#### [Stored dataset items]
▼

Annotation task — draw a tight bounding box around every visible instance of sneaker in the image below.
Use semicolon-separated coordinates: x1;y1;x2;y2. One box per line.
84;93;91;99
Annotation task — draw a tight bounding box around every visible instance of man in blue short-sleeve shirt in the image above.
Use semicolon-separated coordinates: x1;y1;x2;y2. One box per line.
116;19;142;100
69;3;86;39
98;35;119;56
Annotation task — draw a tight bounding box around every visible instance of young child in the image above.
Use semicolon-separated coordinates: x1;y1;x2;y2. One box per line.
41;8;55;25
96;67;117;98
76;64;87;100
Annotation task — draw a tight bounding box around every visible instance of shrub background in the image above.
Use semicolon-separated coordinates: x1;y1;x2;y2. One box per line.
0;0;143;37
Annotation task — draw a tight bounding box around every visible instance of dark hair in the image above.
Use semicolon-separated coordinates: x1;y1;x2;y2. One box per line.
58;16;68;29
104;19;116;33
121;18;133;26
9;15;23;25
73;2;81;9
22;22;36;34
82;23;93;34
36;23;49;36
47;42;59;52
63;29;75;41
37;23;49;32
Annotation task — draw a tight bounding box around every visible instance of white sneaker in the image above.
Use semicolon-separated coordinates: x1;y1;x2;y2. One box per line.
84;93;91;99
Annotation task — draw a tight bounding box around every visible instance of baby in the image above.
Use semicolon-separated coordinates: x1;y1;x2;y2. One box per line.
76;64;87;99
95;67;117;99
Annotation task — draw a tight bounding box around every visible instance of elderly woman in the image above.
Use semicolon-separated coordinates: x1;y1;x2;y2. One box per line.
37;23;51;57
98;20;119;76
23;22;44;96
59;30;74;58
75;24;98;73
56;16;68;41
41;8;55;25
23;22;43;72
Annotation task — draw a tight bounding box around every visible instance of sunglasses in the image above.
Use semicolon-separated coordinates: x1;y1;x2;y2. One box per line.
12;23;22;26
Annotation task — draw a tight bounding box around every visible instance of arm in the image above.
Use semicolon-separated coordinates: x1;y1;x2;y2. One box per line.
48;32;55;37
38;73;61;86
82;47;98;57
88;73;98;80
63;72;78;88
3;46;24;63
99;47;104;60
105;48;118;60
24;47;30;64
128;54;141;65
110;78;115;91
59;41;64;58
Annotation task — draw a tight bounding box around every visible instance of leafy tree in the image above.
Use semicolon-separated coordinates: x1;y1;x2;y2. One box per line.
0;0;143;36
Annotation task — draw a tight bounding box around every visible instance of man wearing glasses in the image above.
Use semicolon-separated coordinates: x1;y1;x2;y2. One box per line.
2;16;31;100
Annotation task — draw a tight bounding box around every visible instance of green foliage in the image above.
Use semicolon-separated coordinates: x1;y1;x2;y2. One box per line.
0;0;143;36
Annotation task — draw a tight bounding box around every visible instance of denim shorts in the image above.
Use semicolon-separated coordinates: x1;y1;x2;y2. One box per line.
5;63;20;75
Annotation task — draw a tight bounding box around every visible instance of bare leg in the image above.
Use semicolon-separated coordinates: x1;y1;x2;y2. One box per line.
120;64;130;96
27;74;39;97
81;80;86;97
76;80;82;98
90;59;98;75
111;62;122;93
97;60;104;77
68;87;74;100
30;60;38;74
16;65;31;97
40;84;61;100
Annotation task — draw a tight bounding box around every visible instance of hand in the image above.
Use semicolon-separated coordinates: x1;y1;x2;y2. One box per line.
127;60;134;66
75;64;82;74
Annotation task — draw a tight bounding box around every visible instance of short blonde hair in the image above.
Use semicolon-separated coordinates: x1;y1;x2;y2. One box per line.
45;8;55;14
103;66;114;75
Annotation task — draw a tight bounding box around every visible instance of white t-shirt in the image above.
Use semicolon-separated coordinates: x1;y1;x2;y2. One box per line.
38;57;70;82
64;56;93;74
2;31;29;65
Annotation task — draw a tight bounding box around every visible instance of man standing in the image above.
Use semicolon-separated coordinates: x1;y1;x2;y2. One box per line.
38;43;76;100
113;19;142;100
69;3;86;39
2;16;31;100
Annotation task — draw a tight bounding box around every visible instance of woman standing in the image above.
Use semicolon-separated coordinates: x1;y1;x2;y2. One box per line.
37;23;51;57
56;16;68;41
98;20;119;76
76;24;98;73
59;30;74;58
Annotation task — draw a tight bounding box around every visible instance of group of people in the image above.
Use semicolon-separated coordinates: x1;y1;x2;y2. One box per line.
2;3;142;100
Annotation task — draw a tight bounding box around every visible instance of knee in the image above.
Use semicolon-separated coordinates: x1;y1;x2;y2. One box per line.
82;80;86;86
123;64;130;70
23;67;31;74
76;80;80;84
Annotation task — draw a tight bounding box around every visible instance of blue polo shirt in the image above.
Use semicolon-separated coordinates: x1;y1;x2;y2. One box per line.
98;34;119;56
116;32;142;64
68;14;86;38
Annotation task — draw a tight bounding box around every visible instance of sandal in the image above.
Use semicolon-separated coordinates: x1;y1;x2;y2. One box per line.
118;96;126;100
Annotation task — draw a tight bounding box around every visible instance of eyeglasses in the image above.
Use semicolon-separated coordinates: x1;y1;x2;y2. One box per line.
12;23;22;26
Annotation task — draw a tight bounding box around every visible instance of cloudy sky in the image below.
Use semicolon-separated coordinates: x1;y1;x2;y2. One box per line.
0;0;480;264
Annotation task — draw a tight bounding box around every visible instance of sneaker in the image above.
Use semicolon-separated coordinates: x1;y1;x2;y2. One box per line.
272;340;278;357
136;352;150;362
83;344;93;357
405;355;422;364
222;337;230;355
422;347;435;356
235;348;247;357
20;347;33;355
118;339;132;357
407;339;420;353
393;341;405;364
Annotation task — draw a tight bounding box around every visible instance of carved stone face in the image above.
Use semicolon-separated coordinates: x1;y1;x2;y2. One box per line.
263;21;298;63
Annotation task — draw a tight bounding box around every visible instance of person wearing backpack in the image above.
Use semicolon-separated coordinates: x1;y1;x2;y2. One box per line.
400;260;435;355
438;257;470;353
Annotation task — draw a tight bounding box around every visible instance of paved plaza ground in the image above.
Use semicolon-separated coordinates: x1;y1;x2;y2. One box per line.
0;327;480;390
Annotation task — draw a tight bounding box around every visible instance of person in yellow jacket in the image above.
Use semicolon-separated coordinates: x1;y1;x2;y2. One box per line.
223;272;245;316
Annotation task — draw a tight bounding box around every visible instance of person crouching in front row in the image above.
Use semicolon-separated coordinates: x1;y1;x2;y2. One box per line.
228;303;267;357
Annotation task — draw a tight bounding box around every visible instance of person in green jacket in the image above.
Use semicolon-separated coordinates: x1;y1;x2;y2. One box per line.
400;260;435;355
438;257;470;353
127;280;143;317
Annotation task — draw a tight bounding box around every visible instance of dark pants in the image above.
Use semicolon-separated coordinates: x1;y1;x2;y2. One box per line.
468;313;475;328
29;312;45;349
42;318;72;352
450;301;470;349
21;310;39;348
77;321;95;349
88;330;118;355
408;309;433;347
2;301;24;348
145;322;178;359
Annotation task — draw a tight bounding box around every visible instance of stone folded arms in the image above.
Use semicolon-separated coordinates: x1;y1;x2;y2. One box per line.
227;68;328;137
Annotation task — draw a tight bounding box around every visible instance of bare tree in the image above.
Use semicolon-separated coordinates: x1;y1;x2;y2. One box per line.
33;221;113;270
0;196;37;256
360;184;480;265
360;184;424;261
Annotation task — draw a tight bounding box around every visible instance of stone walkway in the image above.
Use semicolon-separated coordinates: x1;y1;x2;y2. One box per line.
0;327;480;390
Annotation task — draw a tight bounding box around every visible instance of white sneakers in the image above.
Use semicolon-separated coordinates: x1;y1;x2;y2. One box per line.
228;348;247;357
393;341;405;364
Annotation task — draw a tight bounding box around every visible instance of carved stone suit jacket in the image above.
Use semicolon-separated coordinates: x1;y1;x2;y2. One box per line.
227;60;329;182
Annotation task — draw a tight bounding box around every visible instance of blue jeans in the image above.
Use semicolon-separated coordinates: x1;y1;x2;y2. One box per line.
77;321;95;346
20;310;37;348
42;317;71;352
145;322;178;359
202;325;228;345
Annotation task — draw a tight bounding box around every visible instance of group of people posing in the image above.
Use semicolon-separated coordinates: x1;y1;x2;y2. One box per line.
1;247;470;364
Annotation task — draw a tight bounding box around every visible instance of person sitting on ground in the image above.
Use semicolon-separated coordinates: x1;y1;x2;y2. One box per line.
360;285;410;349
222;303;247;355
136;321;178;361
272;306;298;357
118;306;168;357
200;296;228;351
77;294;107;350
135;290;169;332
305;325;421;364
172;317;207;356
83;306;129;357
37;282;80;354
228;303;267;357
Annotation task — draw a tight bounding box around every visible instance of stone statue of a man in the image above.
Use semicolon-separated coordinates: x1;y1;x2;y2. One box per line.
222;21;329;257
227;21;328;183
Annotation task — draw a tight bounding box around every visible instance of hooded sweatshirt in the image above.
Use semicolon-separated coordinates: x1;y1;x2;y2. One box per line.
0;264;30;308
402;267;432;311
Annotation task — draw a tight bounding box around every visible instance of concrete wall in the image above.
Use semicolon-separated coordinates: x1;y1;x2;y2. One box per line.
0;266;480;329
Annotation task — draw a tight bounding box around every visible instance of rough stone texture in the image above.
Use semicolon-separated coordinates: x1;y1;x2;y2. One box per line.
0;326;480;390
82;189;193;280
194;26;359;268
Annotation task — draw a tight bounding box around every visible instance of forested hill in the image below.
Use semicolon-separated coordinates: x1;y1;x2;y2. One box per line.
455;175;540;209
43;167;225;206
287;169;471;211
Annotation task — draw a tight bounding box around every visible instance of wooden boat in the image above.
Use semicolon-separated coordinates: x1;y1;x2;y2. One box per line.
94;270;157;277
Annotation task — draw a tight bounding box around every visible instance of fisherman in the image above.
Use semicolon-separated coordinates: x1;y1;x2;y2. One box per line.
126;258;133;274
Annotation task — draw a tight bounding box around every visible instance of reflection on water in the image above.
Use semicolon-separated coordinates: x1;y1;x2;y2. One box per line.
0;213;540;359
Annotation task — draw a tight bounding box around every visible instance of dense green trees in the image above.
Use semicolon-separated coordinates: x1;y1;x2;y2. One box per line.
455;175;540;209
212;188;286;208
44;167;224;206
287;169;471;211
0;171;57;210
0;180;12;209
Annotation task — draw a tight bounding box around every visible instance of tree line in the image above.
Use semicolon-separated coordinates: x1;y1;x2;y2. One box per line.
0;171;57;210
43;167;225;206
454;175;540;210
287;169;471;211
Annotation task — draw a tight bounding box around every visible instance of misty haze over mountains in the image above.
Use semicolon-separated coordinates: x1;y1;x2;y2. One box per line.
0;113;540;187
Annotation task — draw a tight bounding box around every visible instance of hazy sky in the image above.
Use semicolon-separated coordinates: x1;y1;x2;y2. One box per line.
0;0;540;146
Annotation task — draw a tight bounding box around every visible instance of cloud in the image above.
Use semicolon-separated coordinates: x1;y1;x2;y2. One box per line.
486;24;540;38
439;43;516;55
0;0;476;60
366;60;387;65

▲
▼

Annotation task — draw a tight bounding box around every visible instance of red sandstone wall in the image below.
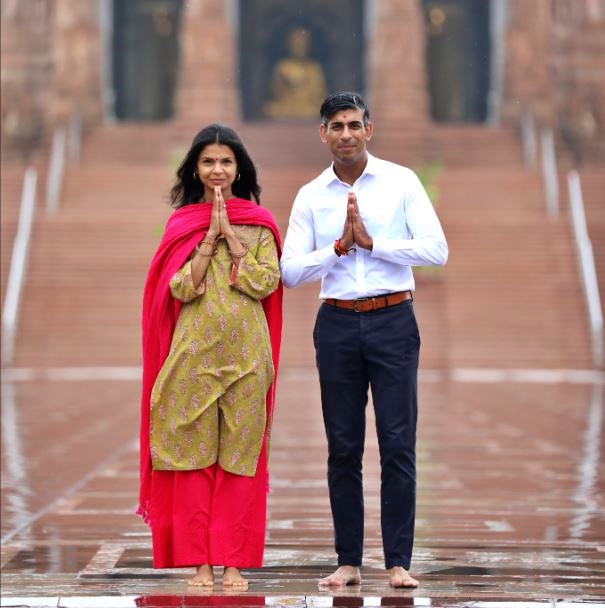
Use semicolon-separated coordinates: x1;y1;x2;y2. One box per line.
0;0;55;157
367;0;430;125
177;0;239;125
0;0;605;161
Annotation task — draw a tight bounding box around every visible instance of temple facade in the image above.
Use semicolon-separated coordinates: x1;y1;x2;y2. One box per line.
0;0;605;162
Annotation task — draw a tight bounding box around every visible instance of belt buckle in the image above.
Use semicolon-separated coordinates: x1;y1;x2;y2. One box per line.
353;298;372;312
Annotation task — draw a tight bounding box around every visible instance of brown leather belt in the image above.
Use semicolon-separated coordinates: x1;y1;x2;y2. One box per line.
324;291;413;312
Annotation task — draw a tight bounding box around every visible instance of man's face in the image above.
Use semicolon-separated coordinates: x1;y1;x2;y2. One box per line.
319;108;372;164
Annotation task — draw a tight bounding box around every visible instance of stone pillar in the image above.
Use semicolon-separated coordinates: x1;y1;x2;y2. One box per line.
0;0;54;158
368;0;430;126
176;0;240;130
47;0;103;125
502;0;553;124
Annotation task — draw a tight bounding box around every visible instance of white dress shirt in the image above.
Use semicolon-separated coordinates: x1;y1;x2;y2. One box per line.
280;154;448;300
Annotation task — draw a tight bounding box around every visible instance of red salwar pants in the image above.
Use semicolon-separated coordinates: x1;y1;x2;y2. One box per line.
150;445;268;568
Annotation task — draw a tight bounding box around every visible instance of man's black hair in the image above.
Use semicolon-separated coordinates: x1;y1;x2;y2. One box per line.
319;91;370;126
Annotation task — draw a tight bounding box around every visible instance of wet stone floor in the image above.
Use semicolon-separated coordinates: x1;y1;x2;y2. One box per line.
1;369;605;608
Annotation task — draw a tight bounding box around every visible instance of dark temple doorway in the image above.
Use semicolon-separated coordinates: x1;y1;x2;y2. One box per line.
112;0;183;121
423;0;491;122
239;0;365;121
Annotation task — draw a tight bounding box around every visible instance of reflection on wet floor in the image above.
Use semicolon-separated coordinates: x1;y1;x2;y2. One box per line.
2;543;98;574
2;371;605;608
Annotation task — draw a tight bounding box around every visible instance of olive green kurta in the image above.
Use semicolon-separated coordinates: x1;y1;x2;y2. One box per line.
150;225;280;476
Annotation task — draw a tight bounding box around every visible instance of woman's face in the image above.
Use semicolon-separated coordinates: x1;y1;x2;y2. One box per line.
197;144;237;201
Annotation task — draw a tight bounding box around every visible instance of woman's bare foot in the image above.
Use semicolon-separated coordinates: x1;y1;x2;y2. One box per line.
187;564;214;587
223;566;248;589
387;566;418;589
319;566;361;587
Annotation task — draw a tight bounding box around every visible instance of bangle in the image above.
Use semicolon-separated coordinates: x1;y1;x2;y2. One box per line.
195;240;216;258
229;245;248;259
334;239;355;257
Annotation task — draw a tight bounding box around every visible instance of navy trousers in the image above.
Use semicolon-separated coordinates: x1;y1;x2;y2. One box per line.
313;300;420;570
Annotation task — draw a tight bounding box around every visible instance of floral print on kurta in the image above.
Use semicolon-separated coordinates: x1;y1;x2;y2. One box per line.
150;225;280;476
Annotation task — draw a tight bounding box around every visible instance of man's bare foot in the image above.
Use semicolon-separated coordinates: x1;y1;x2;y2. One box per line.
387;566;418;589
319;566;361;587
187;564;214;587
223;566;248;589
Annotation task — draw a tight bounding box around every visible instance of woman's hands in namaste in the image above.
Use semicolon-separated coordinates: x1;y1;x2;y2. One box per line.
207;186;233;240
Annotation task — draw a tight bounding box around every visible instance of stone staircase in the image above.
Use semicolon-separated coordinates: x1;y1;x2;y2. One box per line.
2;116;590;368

▲

#### [Instructions for the task]
Copy out verbatim every line from the one containing "row in the image above." through the one containing "360;184;424;261", including both of those lines.

#### [Correct answer]
Annotation task — draw a tight bounding box around every visible instance of person crouching in front row in the image above.
Use semicolon-separated coordinates: x1;y1;x2;y2. One box per line.
228;303;267;357
Annotation task — draw a tight bounding box around every visible instance of person in green jacket in the image above.
Use semicolon-separated coordinates: x1;y1;x2;y2. One box per line.
400;260;435;355
438;257;470;353
127;280;143;317
Annotation task — draw a tight bounding box around every visible instance of dark pants in the image above.
Use semicolon-separated coordinates: x1;y1;x2;y2. One box per line.
468;313;475;328
29;312;45;349
42;318;72;352
450;301;470;349
21;310;39;348
77;321;95;349
88;330;118;355
408;309;433;347
2;301;24;348
145;322;178;359
Annotation task — draw a tight bounding box around every visible instance of stone folded arms in the image above.
Use semicolon-separated coordinates: x1;y1;x2;y2. One box per line.
227;68;328;137
Annotation task — draw a tight bounding box around every visible instance of bare tree in the image above.
Use semicolon-separated coordinates: x1;y1;x2;y2. One box per line.
33;221;113;270
0;196;37;256
360;184;480;265
360;184;424;261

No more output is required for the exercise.